-- BRIEF --
Repeat all of the records word for word, but skip any picture.

-- RECORDS PROVIDED --
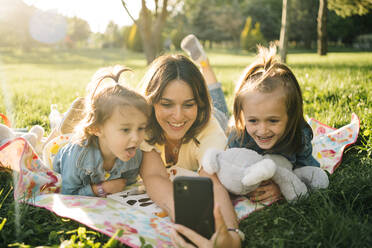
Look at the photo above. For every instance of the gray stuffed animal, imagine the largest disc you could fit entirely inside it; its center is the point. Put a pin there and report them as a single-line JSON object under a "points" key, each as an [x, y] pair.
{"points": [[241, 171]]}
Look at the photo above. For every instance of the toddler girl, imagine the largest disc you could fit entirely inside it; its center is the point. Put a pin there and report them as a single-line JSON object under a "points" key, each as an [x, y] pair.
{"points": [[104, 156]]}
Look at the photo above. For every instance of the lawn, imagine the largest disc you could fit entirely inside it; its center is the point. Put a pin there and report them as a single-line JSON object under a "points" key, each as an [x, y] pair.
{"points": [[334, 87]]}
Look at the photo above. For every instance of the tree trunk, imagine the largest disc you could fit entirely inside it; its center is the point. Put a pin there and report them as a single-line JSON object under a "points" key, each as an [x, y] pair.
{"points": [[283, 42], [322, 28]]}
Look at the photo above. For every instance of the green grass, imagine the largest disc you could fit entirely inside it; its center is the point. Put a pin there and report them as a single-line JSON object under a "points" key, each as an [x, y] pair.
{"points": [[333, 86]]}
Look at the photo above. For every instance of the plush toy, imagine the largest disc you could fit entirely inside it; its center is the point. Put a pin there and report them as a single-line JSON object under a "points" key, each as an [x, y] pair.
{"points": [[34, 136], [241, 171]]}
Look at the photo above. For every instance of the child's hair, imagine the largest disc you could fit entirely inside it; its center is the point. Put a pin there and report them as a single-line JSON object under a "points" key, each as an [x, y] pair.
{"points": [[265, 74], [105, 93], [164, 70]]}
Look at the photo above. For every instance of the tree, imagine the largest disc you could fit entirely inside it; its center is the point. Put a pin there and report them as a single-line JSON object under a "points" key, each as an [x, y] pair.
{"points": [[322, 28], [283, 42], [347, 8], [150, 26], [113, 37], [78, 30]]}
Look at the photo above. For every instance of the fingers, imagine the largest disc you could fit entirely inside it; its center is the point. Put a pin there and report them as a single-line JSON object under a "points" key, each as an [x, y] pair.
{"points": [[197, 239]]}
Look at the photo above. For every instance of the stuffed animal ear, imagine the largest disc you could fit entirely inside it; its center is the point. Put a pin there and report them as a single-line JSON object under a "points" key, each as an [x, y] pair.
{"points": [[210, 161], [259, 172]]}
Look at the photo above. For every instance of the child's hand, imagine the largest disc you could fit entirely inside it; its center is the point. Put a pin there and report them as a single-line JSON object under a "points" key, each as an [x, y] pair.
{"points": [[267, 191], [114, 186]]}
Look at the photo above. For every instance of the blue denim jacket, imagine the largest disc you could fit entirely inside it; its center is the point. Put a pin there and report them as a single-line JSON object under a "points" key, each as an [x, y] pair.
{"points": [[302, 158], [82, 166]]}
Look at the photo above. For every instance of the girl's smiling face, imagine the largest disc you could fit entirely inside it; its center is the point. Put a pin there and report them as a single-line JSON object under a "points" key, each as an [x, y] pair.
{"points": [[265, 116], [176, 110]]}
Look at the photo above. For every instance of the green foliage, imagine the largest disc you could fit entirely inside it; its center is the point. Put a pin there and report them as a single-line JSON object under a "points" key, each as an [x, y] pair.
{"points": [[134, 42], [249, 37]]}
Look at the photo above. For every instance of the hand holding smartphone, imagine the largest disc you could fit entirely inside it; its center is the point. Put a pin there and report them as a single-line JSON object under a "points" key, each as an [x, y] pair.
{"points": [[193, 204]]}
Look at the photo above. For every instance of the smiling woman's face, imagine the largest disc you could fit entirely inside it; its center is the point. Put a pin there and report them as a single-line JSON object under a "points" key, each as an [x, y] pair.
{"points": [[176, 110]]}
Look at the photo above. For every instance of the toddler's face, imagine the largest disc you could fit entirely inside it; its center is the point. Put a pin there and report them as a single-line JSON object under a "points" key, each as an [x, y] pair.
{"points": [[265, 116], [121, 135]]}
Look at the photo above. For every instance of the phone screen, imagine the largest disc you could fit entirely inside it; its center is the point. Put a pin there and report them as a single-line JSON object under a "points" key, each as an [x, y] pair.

-- EXERCISE ANSWER --
Look at the photo above. For every instance of the gray stuffed animal, imagine the largest disc you could fit entirely inside it; its center is the point. Put a pin there and report them as a single-line JSON object under a "points" key, each as an [x, y] pair.
{"points": [[241, 171]]}
Look at the photo above. For every instance of the toddler girl, imagine the largest disc you could fit entirely inside it; its center is the point. Put a pin there and report them as a single-line JSON object under a "points" key, each as an [x, y] pair.
{"points": [[104, 156]]}
Look at the photo above. For every instance of the lawn, imagine the largest disc you could fit entirely inside it; its center is the point. Put a pin there and report them as a single-line JSON object under a "points" key, each as an [x, y] pair.
{"points": [[334, 87]]}
Look at the photo above. For every instance of the tree trunk, imagine the largest disc you could fit entirely inside it; its center is the point. Put a pin there and report them as a single-line JSON object under a "points" key, each as an [x, y] pair.
{"points": [[283, 42], [322, 28]]}
Look at the photo above. For every instance of the green grass, imagine the largest disc you could fit entirely inside it; its center is the point. Put a pin there and report them as a single-line JSON object under a "points" key, each as an [x, y] pair.
{"points": [[333, 86]]}
Look at the photo above. For every instance of the plush toy, imagine the largest disc you could fit entirely inside it; its center is the point. Put a pin there and report them as a single-line JSON object under a "points" key, each as an [x, y] pair.
{"points": [[34, 136], [241, 171]]}
Look at the photo above. For every instance of the child's hair, imagine the largest disc you could fit entirely inside it; its center is the point. Put a pin there and report them as a single-line JSON object under a "points" key, each as an [x, y] pair.
{"points": [[265, 74], [105, 93], [164, 70]]}
Look at the photo above. For every instance of the tree, imagine the largest disc you could fit entirely inside it; its center is the point. Put a pin there and report them as a single-line JSON object under a "points" key, each as an [x, y] pair.
{"points": [[322, 28], [283, 42], [347, 8], [150, 26], [113, 37], [78, 30]]}
Look at the photo above. For every instance of the fingers, imagine the largest disc you could fit entirely inside it; its center is the point. Put a pin there and report them as a single-line JSON object under a "points" key, each as an [x, y] pair.
{"points": [[197, 239]]}
Look at the photo above. For every instance of the stuffed animal ear, imagine the largest disc you could fit entirely inside it; its center is the point. Put a pin there and report them as a single-line JSON object under a "points" key, each as an [x, y] pair.
{"points": [[210, 161], [259, 172]]}
Look at the photo above. For every instance of the child's hand, imagine the largest disc you could fit entirely inside it; its center is the point. Put a pin there and report them as a single-line JSON object under a "points" key, each as an [x, y] pair.
{"points": [[267, 191], [114, 186]]}
Look at the photo above. For every instance of the blue denim jacket, imagine the largest disc you could fit entirely inside it; its center is the point. Put a pin there and report them as a single-line JSON object under a "points" key, each as an [x, y] pair.
{"points": [[302, 158], [82, 166]]}
Look at the photo above. For every instance of the girl's smiling face, imagine the largest disc you could fit entirely inside it; its center is the point. Put a pin there and report them as a single-line JSON object under a "points" key, each as an [x, y] pair.
{"points": [[265, 116], [176, 110]]}
Look at the photo above. For every instance of the green foliage, imagine the largest disc you could fit entirely inside it; its center is the point. Put a pin there and report them as a single-line JSON object under a "points" key, each as an [x, y] pair.
{"points": [[134, 42], [249, 37]]}
Look at the photo above. For every instance of the hand holding smartphone, imagine the largest disc you could fit entirely inside it; its center is the point. Put a pin there and report them as a single-line JSON object under a "points" key, each as an [x, y] pair.
{"points": [[193, 204]]}
Look at the photo above. For every instance of the smiling woman's face, imagine the largest disc you could fit entirely inside it; its center is the point. Put a pin there and report them as a single-line JSON object under a "points" key, each as an [x, y] pair.
{"points": [[176, 110]]}
Look at the photo above. For every instance of the toddler's face, imagine the largest disc you could fit entirely inside it; its center is the point. Put a pin there and report them as a single-line JSON object under a "points" key, each as an [x, y] pair.
{"points": [[265, 116], [121, 135]]}
Look at the photo above. For every instance of the phone screen, imagine the largest disc you could fit entirely inside it; its center is the point. Put a pin there and report them as a single-line JSON object under a "points" key, each as an [x, y] pair.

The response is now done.